=== Given request ===
From the gff3_parser documentation, output word for word the part that opens with the words "Optionally pass the" and closes with "inherits IO::Handle methods.".

NAME
Bio::ToolBox::db_helper::gff3_parser
DESCRIPTION
This module parses a GFF3 file into SeqFeature objects. Children features are associated with parents as sub SeqFeature objects, assuming the Parent tag is included and correctly identifies the unique ID tag of the parent. Any feature without a Parent tag is assumed to be a parent. Children features referencing a parent feature that has not been loaded may be lost.
Embedded Fasta sequences are ignored, as are most comment and pragma lines.
Close directives (###) in the GFF3 file are highly encouraged to limit parsing, otherwise the entire file will be slurped into memory. Refer to the GFF3 definition at http://www.sequenceontology.org for more details.
The SeqFeature objects that are returned are Bio::SeqFeature::Lite objects. Refer to that documentation for more information.
SYNOPSIS
use Bio::ToolBox::db_helper::gff3_parser;
my $filename = 'file.gff3';
my $parser = Bio::ToolBox::db_helper::gff3_parser->new($filename) or
die "unable to open gff file!\n";
while (my @top_features = $parser->top_features() ) {
while (@top_features) {
my $feature = shift @top_features;
# each $feature is a Bio::SeqFeature::Lite object
my @children = $feature->get_SeqFeatures();
}
}
METHODS
- new()
- new($file)
-
Initialize a new gff3_parser object.
Optionally pass the name of the GFF3 file, and it will be automatically opened by calling parse_file().
- parse_file($file)
-
Pass the name of a GFF3 file to be parsed. The file must have a .gff or .gff3 extension, and may optionally be gzipped (.gz extension).
- fh()
- fh($filehandle)
-
This method returns the IO::File object of the opened GFF file. A new file may be parsed by passing an opened IO::File or other object that inherits IO::Handle methods.
- next_feature()

=== Information shown ===
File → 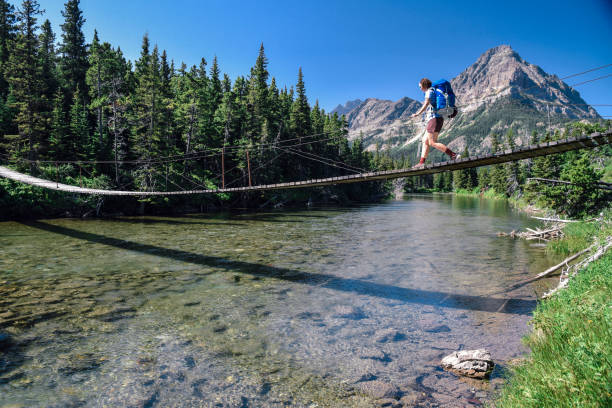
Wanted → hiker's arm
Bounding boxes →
[412,98,429,118]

=== Result of the task ===
Optionally pass the name of the GFF3 file, and it will be automatically opened by calling parse_file().
- parse_file($file)
-
Pass the name of a GFF3 file to be parsed. The file must have a .gff or .gff3 extension, and may optionally be gzipped (.gz extension).
- fh()
- fh($filehandle)
-
This method returns the IO::File object of the opened GFF file. A new file may be parsed by passing an opened IO::File or other object that inherits IO::Handle methods.